■ Set exercise
Starting with the line that contains "Bet you ten bucks you can't pinpoint the mottled" and going on through the line that contains "312, 583, 438]]", give those rows again with "ten bucks" swapped for "five dollars" and everything else unchanged. Reproduce only those lines.

## BEGIN Provided records

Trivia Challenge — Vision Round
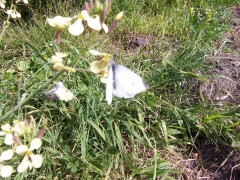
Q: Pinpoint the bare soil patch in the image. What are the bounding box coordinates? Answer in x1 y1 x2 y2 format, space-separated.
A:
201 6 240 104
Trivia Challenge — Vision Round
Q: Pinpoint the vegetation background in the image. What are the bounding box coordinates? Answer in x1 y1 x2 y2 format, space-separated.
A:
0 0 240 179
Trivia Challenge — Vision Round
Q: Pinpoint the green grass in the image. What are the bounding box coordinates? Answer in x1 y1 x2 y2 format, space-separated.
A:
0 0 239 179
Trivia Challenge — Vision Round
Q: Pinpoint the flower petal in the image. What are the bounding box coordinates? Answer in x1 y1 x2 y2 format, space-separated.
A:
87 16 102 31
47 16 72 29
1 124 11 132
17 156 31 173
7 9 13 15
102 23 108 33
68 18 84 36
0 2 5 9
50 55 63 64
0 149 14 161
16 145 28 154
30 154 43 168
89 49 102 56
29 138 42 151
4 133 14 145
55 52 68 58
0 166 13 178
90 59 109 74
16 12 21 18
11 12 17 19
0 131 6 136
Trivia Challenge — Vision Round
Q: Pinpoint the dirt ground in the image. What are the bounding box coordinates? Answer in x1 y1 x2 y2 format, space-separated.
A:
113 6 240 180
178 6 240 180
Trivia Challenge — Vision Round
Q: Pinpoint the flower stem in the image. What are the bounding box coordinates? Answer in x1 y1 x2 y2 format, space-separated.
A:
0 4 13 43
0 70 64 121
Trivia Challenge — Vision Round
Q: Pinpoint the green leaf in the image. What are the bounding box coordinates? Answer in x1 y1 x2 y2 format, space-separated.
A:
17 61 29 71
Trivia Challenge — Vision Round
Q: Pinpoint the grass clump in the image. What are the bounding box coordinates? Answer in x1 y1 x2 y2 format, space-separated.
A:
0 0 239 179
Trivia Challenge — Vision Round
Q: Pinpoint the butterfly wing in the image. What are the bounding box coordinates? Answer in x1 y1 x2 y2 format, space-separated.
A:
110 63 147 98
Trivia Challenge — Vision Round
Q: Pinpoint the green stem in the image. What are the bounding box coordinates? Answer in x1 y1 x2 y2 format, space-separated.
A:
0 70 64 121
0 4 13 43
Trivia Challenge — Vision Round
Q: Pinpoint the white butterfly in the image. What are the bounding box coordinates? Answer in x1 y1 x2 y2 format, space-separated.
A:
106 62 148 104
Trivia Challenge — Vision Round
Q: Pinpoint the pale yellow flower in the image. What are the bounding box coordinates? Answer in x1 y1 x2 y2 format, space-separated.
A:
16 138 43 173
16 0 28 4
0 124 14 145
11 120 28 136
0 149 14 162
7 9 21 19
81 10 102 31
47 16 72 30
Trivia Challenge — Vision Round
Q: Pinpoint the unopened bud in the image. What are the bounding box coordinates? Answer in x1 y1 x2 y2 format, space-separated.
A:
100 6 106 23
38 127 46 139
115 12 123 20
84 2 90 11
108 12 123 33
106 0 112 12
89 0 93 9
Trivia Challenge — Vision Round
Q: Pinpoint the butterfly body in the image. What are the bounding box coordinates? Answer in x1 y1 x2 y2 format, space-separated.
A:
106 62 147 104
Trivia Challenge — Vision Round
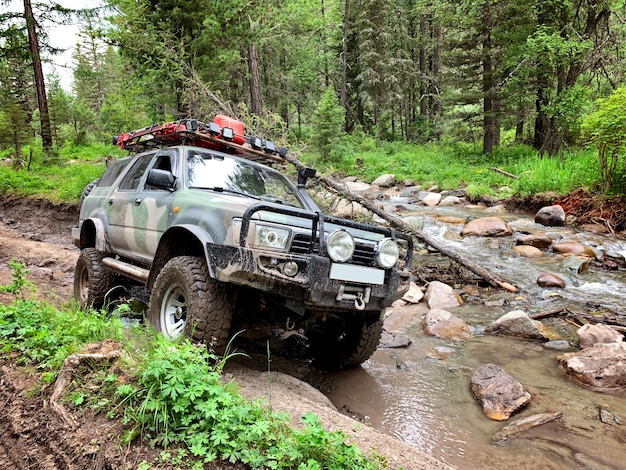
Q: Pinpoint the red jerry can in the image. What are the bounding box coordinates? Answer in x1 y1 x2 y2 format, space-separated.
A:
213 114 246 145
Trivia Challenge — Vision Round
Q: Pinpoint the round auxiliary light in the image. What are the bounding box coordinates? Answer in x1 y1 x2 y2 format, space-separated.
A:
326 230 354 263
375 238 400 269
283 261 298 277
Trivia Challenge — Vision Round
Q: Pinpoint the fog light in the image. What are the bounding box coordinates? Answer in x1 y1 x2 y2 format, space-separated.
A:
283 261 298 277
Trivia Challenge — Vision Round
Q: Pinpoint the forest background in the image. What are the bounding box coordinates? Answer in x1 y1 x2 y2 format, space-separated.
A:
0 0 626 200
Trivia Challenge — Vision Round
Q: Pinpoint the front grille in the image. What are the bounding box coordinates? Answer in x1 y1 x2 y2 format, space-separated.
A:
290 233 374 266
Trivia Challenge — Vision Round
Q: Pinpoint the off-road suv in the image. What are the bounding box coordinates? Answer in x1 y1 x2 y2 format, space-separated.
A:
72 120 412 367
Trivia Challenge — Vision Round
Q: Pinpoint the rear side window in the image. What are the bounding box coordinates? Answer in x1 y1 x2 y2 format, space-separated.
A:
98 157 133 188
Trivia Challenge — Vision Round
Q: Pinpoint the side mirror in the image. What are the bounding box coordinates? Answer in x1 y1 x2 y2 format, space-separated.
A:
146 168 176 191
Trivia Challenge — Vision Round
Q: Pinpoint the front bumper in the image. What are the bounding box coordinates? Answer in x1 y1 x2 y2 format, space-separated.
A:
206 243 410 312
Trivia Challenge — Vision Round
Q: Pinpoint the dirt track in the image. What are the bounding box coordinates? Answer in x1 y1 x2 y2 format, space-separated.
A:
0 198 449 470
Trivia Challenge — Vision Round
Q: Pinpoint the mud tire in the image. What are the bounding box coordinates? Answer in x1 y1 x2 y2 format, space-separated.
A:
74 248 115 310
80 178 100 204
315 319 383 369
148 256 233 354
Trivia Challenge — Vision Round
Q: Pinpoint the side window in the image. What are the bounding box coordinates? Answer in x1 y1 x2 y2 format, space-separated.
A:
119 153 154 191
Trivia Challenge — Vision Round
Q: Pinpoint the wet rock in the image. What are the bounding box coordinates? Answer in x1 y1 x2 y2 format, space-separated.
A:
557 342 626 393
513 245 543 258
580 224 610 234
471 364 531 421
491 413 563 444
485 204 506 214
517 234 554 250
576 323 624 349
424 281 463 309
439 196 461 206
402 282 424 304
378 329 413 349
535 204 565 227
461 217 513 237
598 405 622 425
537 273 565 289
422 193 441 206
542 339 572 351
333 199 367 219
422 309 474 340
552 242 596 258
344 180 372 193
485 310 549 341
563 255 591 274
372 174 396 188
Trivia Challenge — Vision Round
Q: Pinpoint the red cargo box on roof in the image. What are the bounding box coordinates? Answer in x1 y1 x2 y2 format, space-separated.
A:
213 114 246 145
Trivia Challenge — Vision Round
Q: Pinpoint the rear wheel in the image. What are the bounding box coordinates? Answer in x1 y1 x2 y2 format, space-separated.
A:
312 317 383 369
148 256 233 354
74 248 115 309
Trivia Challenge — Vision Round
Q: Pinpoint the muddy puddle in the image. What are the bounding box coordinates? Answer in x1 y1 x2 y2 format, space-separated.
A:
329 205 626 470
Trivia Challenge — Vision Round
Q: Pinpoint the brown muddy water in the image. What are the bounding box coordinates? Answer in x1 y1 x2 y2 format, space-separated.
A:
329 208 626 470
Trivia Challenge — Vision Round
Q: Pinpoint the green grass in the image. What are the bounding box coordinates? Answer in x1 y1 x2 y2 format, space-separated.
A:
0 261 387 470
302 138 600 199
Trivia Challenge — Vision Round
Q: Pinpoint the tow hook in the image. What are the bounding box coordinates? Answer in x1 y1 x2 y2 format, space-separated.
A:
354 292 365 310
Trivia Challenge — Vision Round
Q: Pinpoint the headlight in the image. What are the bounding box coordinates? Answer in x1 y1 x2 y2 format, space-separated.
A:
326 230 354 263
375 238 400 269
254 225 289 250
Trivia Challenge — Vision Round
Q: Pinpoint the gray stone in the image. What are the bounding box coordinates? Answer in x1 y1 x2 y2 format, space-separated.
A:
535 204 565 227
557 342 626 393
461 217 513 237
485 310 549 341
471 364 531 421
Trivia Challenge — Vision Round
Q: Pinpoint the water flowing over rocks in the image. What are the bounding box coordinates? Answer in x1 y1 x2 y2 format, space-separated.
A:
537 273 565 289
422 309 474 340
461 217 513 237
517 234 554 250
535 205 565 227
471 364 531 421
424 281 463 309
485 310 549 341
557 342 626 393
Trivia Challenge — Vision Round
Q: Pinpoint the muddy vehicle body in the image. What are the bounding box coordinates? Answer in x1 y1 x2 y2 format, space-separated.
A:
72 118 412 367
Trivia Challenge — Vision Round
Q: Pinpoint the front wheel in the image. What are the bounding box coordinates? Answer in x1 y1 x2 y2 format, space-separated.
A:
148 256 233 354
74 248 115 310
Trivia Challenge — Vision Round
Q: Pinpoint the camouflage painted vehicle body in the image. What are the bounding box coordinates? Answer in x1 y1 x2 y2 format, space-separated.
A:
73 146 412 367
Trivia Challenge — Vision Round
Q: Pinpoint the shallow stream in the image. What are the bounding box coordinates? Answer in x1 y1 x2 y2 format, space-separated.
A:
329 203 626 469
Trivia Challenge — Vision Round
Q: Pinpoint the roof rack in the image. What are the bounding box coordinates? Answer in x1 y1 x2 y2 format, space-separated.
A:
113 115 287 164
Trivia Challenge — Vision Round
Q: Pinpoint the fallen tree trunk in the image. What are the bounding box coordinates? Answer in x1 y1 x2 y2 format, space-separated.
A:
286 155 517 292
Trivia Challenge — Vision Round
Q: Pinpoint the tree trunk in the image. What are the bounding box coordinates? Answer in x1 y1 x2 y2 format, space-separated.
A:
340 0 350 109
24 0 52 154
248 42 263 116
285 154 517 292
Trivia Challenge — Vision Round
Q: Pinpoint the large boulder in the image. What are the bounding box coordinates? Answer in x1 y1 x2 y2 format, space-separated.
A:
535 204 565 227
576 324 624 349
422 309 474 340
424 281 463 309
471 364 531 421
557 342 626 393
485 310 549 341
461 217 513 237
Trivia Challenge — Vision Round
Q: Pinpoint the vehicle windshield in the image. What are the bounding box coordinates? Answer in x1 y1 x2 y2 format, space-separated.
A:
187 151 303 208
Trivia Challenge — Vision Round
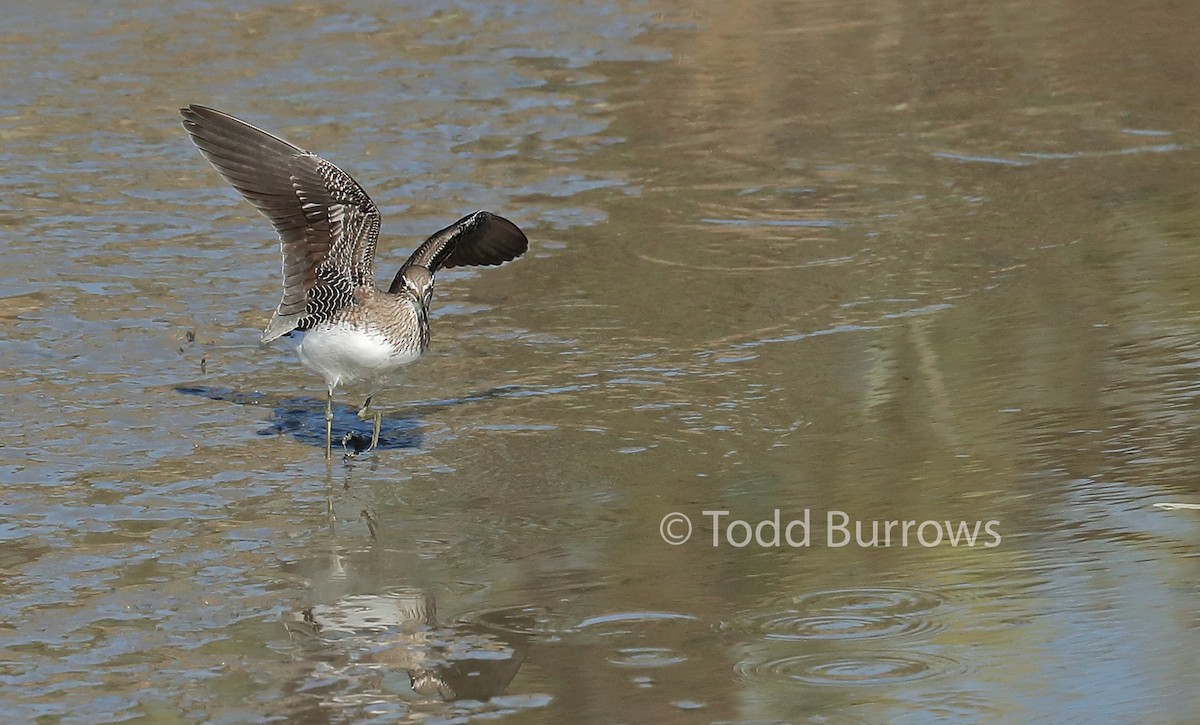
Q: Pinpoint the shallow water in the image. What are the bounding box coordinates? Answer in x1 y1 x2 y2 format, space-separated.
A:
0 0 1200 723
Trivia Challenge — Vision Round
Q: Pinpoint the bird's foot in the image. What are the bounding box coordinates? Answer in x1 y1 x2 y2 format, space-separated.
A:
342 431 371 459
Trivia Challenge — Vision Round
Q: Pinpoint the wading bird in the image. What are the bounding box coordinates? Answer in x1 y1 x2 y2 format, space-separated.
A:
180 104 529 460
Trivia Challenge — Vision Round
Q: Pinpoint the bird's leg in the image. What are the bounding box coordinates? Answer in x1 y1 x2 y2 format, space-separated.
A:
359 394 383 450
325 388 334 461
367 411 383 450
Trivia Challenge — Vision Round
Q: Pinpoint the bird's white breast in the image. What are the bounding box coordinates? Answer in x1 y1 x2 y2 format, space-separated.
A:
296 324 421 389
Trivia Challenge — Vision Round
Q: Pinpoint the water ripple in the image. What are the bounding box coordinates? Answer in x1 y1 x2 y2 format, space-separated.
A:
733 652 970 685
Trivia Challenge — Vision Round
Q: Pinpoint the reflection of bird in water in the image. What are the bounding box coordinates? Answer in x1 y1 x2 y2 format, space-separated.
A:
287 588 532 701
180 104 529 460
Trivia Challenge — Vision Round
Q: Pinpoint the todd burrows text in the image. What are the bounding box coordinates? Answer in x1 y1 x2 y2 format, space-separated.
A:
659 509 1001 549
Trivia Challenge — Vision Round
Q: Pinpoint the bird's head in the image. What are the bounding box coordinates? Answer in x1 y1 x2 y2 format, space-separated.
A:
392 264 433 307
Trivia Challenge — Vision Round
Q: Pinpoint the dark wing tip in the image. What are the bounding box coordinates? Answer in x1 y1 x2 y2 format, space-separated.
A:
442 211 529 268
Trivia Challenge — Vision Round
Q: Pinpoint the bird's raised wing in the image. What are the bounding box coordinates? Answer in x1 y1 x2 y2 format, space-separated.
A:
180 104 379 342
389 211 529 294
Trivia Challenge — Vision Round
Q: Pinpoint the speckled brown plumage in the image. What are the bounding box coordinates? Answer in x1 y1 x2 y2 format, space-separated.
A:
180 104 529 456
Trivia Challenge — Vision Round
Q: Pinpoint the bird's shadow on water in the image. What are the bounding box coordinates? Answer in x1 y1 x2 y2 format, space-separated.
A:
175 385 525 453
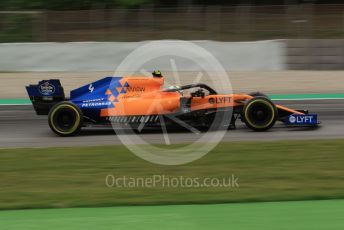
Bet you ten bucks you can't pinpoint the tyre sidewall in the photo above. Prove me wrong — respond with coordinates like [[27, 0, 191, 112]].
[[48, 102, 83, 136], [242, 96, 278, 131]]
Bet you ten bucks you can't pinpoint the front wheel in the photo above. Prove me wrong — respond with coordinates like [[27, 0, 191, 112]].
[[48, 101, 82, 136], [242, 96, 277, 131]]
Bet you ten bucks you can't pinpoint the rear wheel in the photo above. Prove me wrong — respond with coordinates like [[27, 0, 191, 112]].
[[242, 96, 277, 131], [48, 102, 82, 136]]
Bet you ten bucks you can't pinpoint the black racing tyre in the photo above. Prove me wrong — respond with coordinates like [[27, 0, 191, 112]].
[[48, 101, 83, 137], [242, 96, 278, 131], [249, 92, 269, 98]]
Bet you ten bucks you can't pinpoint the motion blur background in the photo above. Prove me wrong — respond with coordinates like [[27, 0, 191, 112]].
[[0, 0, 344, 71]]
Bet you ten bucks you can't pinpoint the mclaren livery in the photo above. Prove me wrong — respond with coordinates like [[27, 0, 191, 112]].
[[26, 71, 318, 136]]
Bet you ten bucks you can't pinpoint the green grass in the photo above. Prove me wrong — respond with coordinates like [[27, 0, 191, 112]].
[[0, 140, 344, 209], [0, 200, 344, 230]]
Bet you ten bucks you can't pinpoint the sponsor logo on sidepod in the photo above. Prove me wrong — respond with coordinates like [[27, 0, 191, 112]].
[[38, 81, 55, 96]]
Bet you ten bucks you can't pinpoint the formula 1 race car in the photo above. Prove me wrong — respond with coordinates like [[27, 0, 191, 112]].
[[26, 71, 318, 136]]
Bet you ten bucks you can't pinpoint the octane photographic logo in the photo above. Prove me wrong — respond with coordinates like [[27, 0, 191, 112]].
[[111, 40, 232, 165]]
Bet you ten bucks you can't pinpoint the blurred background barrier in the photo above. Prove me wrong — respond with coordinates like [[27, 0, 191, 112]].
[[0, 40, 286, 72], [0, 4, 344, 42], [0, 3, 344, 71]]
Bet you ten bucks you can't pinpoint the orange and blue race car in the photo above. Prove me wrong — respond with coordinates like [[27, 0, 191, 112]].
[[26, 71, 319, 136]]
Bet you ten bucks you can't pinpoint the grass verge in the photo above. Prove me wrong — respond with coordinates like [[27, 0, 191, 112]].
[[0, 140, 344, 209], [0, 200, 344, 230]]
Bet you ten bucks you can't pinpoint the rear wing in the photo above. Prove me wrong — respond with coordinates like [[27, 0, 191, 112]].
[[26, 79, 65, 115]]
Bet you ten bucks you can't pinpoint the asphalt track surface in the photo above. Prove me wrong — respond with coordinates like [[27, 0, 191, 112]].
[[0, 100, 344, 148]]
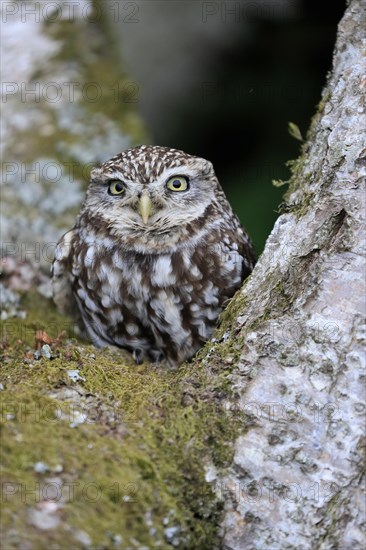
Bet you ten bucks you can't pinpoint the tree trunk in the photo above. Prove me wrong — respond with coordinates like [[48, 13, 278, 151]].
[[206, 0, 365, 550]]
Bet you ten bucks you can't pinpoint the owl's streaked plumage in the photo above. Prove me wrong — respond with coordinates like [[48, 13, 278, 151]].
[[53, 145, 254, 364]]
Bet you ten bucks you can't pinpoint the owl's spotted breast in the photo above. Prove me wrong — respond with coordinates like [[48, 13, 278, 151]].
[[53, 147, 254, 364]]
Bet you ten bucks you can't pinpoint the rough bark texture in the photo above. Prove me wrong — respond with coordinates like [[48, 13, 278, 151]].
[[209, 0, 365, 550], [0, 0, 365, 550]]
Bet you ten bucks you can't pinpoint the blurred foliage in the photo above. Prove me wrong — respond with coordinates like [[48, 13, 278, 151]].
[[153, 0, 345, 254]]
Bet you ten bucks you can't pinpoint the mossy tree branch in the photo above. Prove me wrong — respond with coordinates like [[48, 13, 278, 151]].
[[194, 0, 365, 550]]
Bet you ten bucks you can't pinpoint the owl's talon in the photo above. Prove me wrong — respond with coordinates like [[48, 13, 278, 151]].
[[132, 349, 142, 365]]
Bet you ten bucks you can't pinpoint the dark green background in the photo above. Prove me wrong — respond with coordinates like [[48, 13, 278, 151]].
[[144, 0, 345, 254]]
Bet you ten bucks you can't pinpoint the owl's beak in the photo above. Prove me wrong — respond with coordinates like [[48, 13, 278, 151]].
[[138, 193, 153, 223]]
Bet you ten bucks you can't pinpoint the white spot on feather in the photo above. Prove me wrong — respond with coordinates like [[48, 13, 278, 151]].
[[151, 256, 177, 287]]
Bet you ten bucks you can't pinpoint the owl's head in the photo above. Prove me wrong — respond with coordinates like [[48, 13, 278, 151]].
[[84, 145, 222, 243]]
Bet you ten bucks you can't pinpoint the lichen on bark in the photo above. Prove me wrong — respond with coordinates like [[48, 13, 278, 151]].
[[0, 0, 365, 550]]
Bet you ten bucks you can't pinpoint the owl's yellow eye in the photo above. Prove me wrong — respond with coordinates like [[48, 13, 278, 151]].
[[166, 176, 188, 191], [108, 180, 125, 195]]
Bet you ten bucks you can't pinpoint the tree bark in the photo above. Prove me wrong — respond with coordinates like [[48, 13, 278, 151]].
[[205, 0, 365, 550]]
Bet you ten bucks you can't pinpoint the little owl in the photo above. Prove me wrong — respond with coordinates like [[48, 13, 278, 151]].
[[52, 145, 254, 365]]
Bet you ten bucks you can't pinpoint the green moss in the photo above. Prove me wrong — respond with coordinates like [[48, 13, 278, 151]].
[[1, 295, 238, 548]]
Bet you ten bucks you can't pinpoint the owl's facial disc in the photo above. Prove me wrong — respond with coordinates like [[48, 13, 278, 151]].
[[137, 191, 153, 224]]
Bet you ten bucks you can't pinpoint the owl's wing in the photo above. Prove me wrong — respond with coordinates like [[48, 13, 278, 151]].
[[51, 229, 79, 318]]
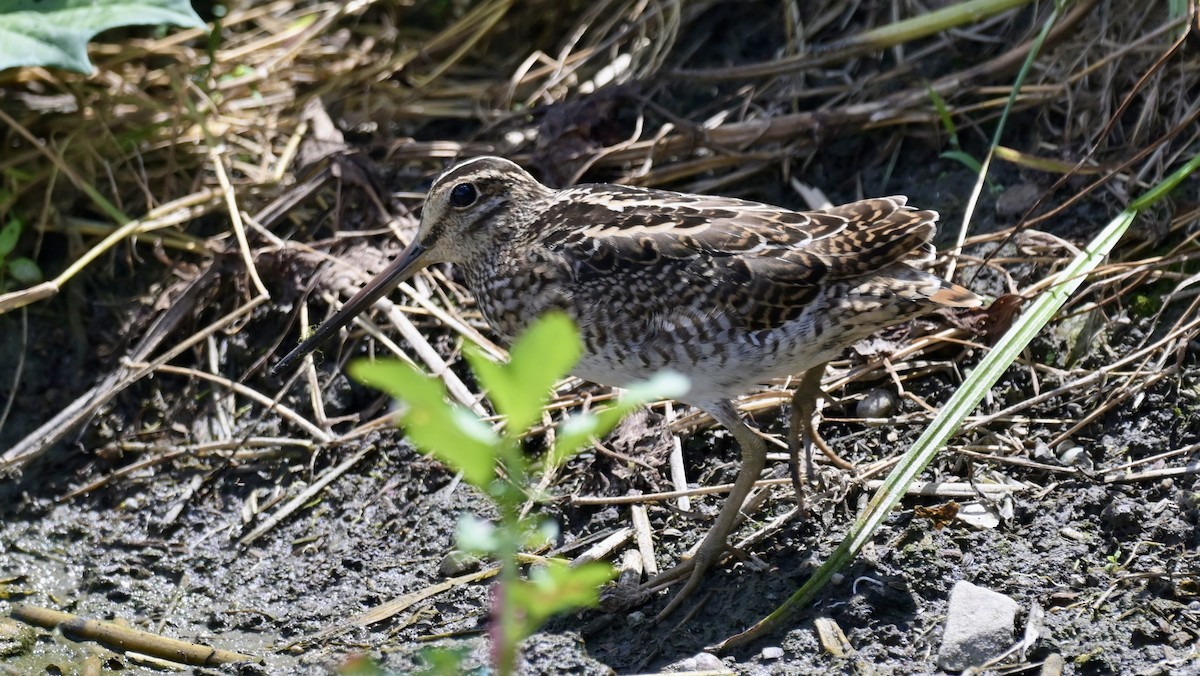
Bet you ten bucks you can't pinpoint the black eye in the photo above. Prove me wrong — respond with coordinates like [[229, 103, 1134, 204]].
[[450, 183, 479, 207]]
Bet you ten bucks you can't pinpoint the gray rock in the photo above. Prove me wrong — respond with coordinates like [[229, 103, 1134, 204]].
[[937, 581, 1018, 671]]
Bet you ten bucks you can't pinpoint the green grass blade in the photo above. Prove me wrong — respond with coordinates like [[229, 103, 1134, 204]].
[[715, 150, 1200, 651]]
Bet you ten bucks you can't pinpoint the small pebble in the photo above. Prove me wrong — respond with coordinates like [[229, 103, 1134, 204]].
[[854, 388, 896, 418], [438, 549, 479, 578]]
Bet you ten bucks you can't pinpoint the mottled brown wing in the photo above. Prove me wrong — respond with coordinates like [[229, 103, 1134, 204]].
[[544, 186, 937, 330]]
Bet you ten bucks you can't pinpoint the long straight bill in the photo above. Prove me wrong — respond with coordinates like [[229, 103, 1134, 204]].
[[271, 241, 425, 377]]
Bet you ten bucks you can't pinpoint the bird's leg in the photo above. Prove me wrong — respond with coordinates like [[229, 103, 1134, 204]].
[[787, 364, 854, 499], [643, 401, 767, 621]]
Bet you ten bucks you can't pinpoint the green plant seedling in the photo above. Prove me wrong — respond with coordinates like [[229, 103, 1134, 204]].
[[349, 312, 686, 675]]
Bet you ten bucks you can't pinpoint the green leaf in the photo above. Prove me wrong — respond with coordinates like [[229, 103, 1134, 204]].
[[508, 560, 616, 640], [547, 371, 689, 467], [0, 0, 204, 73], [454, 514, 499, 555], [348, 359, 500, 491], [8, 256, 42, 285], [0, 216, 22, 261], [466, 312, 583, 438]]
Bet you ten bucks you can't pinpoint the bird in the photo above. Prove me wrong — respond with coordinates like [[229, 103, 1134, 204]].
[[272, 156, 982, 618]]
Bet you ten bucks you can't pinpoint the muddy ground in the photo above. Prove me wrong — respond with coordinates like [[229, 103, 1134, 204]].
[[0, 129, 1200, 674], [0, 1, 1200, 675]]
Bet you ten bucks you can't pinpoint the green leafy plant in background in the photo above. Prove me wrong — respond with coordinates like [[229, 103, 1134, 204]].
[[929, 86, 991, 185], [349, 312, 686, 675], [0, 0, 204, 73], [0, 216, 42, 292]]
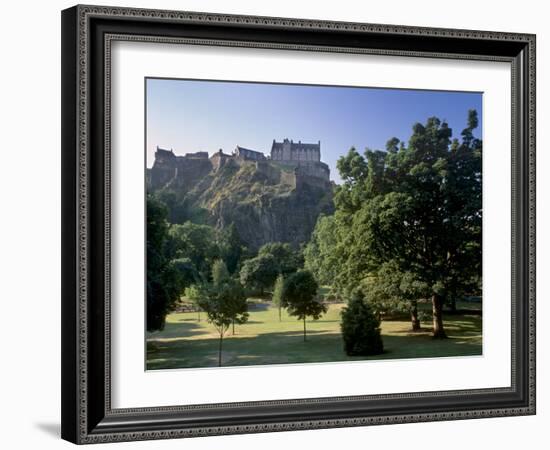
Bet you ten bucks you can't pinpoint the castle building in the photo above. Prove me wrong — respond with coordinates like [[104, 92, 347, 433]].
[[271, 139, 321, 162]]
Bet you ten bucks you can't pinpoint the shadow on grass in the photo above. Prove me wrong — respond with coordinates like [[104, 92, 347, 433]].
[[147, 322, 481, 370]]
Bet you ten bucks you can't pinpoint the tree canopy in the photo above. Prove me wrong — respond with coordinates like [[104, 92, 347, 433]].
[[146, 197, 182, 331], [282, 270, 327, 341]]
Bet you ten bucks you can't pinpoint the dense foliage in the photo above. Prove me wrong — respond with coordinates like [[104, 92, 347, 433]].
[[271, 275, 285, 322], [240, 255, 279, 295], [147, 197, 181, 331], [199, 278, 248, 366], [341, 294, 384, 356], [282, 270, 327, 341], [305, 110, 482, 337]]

## END Provided records

■ Solved exercise
Bet you five dollars you can't pinpoint the mottled brown wing in the photo above. Prove me wrong — respond with coordinates like [[229, 103, 1134, 204]].
[[544, 186, 937, 330]]
Bet you five dollars you can't pinpoint the long straight bill in the photo above. Prove me wrong — respond with coordinates like [[229, 103, 1134, 204]].
[[271, 241, 425, 377]]
Bet you five dollars you can't pinpoint the bird's leg in the photo above. Prove me wrong — respond with coordinates like [[229, 103, 1134, 204]].
[[787, 364, 854, 499], [643, 401, 767, 621]]
Bet you five dollars you can't pinpoint the green plant seedling in the photo above. Prove me wrong — respond with coordinates like [[229, 103, 1134, 204]].
[[349, 312, 686, 675]]
Bet you five dollars you can't pinpoint the green leaf in the photo above. Prove me wrong — respond with coordinates like [[229, 103, 1134, 204]].
[[508, 560, 616, 640], [547, 371, 689, 467], [0, 0, 204, 73], [454, 514, 499, 555], [348, 359, 500, 491], [8, 256, 42, 285], [0, 216, 22, 261], [466, 312, 583, 438]]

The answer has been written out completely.